- Exercise description: Write out, precisely and in full, each line of the material.

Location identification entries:
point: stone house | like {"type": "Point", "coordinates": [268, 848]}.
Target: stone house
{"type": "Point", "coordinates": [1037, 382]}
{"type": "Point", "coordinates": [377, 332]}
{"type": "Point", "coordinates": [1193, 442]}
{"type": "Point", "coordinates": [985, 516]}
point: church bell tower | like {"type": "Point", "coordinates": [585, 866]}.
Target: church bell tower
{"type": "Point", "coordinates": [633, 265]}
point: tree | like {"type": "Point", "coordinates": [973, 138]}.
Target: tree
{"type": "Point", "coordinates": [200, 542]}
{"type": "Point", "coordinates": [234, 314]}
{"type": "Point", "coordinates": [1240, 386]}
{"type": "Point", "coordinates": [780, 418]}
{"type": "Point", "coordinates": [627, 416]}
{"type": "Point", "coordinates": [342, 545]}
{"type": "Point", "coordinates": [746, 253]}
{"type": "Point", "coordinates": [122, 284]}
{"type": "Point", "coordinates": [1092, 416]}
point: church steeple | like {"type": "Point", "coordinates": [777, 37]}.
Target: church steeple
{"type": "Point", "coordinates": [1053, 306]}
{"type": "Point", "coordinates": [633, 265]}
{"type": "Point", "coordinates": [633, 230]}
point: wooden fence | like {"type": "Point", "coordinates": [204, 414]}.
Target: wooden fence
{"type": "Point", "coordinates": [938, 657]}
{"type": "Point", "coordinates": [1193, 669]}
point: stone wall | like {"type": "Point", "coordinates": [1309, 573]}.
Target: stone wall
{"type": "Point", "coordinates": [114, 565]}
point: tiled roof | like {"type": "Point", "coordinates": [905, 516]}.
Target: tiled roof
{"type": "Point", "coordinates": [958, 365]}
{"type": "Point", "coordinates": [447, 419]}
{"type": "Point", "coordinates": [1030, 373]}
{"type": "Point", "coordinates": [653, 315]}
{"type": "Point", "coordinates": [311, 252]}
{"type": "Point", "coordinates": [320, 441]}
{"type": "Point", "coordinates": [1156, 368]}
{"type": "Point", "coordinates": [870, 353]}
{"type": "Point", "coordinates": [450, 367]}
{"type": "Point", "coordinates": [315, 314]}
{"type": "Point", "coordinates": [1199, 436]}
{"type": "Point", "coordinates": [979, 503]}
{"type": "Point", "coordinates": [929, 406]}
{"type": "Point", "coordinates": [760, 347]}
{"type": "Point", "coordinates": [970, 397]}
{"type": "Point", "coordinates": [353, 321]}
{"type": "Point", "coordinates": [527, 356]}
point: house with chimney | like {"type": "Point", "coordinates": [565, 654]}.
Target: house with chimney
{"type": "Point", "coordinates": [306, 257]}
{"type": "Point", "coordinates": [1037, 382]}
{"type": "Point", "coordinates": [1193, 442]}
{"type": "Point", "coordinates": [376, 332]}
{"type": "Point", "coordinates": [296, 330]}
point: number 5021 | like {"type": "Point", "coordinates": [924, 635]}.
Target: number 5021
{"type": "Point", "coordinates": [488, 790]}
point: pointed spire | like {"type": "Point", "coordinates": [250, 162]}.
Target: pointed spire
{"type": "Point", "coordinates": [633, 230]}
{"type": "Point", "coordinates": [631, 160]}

- Full output:
point: stone house | like {"type": "Point", "coordinates": [268, 848]}.
Target: stone house
{"type": "Point", "coordinates": [1037, 382]}
{"type": "Point", "coordinates": [377, 332]}
{"type": "Point", "coordinates": [1193, 442]}
{"type": "Point", "coordinates": [985, 516]}
point: church bell tower | like {"type": "Point", "coordinates": [585, 866]}.
Target: church bell tower
{"type": "Point", "coordinates": [633, 265]}
point: tree | like {"type": "Point", "coordinates": [973, 138]}.
Target: tree
{"type": "Point", "coordinates": [200, 542]}
{"type": "Point", "coordinates": [234, 314]}
{"type": "Point", "coordinates": [1240, 386]}
{"type": "Point", "coordinates": [780, 418]}
{"type": "Point", "coordinates": [627, 416]}
{"type": "Point", "coordinates": [342, 545]}
{"type": "Point", "coordinates": [746, 253]}
{"type": "Point", "coordinates": [122, 284]}
{"type": "Point", "coordinates": [1092, 416]}
point: church steeple | like {"type": "Point", "coordinates": [777, 37]}.
Target: church steeple
{"type": "Point", "coordinates": [1053, 306]}
{"type": "Point", "coordinates": [633, 265]}
{"type": "Point", "coordinates": [633, 230]}
point: wooden fence | like {"type": "Point", "coordinates": [204, 414]}.
Target: wooden fence
{"type": "Point", "coordinates": [938, 657]}
{"type": "Point", "coordinates": [1193, 669]}
point: stone wall | like {"type": "Point", "coordinates": [1309, 573]}.
Target: stone wall
{"type": "Point", "coordinates": [114, 565]}
point: tiled roof | like {"type": "Point", "coordinates": [905, 516]}.
Target: tiled roof
{"type": "Point", "coordinates": [958, 365]}
{"type": "Point", "coordinates": [447, 419]}
{"type": "Point", "coordinates": [1030, 373]}
{"type": "Point", "coordinates": [653, 315]}
{"type": "Point", "coordinates": [311, 252]}
{"type": "Point", "coordinates": [320, 441]}
{"type": "Point", "coordinates": [1156, 368]}
{"type": "Point", "coordinates": [870, 353]}
{"type": "Point", "coordinates": [450, 367]}
{"type": "Point", "coordinates": [315, 314]}
{"type": "Point", "coordinates": [1199, 436]}
{"type": "Point", "coordinates": [979, 503]}
{"type": "Point", "coordinates": [929, 406]}
{"type": "Point", "coordinates": [760, 347]}
{"type": "Point", "coordinates": [970, 397]}
{"type": "Point", "coordinates": [353, 321]}
{"type": "Point", "coordinates": [527, 356]}
point: house with chimney | like {"type": "Point", "coordinates": [565, 654]}.
Target: house with chimney
{"type": "Point", "coordinates": [306, 257]}
{"type": "Point", "coordinates": [1037, 382]}
{"type": "Point", "coordinates": [1193, 442]}
{"type": "Point", "coordinates": [376, 332]}
{"type": "Point", "coordinates": [296, 330]}
point: number 5021 | like {"type": "Point", "coordinates": [924, 635]}.
Target: number 5021
{"type": "Point", "coordinates": [488, 790]}
point: pointed spire | like {"type": "Point", "coordinates": [250, 162]}.
Target: pointed spire
{"type": "Point", "coordinates": [633, 230]}
{"type": "Point", "coordinates": [631, 160]}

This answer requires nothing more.